### TASK STATEMENT
Change "place a point on" to "put a dot on" wherever it occurs in the listing below, keep everything else unchanged, and omit the pictures from your copy.

### THE RECORDS
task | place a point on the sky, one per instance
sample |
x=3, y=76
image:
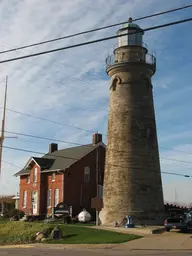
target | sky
x=72, y=88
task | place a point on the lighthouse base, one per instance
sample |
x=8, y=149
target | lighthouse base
x=149, y=218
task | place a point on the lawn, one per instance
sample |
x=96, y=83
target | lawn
x=24, y=232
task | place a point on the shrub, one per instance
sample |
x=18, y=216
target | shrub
x=14, y=212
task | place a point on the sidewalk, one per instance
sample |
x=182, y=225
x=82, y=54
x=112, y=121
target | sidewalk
x=135, y=231
x=166, y=241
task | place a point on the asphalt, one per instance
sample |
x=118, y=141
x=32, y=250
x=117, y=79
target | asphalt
x=69, y=252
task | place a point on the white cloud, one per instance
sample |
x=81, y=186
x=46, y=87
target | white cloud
x=68, y=86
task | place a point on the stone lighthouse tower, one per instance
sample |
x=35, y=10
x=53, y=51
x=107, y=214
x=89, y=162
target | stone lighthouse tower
x=132, y=181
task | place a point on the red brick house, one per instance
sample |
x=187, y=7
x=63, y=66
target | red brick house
x=67, y=175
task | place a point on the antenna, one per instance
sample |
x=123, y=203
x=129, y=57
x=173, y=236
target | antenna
x=3, y=123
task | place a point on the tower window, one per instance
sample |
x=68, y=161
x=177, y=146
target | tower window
x=28, y=179
x=49, y=198
x=35, y=175
x=24, y=199
x=86, y=174
x=53, y=176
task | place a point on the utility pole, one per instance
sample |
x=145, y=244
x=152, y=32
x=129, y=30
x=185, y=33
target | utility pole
x=2, y=137
x=97, y=181
x=3, y=123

### ANSWER TO THIS EXERCISE
task | put a dot on the sky, one per instance
sample |
x=3, y=76
image:
target | sky
x=72, y=88
task | put a dot on the lighthouse base, one per instance
sample |
x=8, y=149
target | lighthouse base
x=149, y=218
task | put a dot on the lawn, one per instance
sample |
x=96, y=83
target | lawn
x=24, y=232
task | put a dot on the shrub, one per instance
sample |
x=18, y=216
target | shrub
x=14, y=212
task | put a dot on the sidewalk, one per instance
sample |
x=182, y=225
x=82, y=54
x=112, y=121
target | sidewalk
x=135, y=231
x=166, y=241
task | put a dot on the asphalt, one per instance
sample |
x=118, y=141
x=32, y=250
x=117, y=79
target | asphalt
x=69, y=252
task | put a dot on the white cloud, one per instance
sample |
x=81, y=186
x=46, y=87
target | white cloud
x=68, y=86
task | put a dot on the stone lighthouse tower, one per instance
sample |
x=35, y=10
x=53, y=51
x=107, y=214
x=89, y=162
target | stone lighthouse tower
x=132, y=181
task | put a dot on the red brick house, one per instance
sample |
x=187, y=7
x=63, y=66
target | red brick house
x=67, y=175
task | put a dot on the antenna, one per instance
sample |
x=123, y=203
x=129, y=57
x=173, y=236
target | antenna
x=3, y=123
task | put a dot on the tower window, one per instance
sample |
x=68, y=161
x=177, y=146
target | tower window
x=28, y=179
x=49, y=198
x=35, y=175
x=24, y=199
x=86, y=174
x=53, y=176
task | put a dot on the utility pole, one per instance
sample |
x=145, y=244
x=152, y=32
x=129, y=30
x=185, y=33
target | utility pole
x=2, y=137
x=97, y=181
x=3, y=123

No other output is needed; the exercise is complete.